ASSIGNMENT: Copy the records below exactly. Include all of them.

Stored data entries:

■ ■ ■ ■ ■ ■ ■

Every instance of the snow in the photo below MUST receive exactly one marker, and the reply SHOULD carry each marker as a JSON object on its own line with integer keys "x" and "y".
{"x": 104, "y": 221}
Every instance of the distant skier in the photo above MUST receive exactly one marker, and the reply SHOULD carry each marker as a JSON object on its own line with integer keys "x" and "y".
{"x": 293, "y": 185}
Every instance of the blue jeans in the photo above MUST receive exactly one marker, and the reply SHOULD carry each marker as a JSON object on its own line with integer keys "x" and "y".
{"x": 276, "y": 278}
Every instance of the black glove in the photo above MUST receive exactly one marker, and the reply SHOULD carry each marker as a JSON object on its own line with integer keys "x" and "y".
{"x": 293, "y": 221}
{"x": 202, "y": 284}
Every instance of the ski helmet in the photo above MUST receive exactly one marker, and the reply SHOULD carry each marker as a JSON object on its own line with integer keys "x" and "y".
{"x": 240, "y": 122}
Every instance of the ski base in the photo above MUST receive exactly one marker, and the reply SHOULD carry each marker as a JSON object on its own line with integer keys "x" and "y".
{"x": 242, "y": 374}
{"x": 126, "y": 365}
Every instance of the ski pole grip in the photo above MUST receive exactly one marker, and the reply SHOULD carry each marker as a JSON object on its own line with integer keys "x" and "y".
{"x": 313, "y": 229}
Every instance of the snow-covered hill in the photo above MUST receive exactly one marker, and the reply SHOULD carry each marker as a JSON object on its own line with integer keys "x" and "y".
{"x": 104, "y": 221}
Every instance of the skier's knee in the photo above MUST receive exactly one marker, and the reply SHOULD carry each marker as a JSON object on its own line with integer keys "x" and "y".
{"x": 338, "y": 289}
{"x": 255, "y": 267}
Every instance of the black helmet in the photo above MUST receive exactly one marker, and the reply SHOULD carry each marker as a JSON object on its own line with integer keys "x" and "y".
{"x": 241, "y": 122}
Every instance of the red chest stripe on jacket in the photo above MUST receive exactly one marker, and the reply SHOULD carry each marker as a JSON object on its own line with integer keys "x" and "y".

■ ■ ■ ■ ■ ■ ■

ANSWER TO THE EXERCISE:
Every instance of the snow in the photo below MUST receive exactly one marker, and the reply SHOULD carry each marker as a JSON object on its own line with integer keys "x" and "y".
{"x": 104, "y": 221}
Every instance of the distant skier in the photo above MUST receive exactly one marker, and the reply SHOULD carry each marker as a JSON object on its own line with integer keys "x" and "y".
{"x": 293, "y": 185}
Every instance of the blue jeans in the photo above MUST receive exactly one marker, and the reply SHOULD carry each marker as a JSON object on its own line with integer keys "x" and "y".
{"x": 276, "y": 278}
Every instance of the black glove in the photo above MUST receive exactly one marker, and the reply SHOULD carry each marker as a JSON object on its own line with integer keys "x" and "y".
{"x": 293, "y": 221}
{"x": 202, "y": 284}
Every instance of the ski helmet in the photo above MUST receive exactly one marker, and the reply SHOULD carry each marker as a JSON object on its own line with integer keys "x" and "y".
{"x": 240, "y": 122}
Every instance of the ski base in the photo above MUST receive exactly one marker, and the reply SHOULD carry each marker as a JSON object on its own line with integer keys "x" and "y".
{"x": 242, "y": 374}
{"x": 126, "y": 365}
Every instance of the ski pole grip in the photo above MUST receive exactly one marker, and the reply SHOULD carry each marker as a JSON object on its own line with integer keys "x" and "y".
{"x": 313, "y": 229}
Every instance of the snow-covered hill in the photo above MUST receive exactly one marker, and the reply SHOULD carry each marker as a JSON object on its own line with integer keys "x" and "y".
{"x": 104, "y": 221}
Every instance of the skier's knee in the photo above MUST receive exactly one marker, and the reply SHOULD carry each marker as a JSON object on its own line with integer keys "x" and "y".
{"x": 338, "y": 289}
{"x": 255, "y": 267}
Every instance of the black helmet in the photo above MUST receive exactly one marker, and the reply SHOULD carry each marker as a JSON object on its own line with integer keys "x" and "y".
{"x": 241, "y": 122}
Every instance of the red chest stripe on jacket in the photo above MUST receive exactly one marker, and the reply SHOULD carry each marker as a JSON object on its own line with integer keys "x" and "y".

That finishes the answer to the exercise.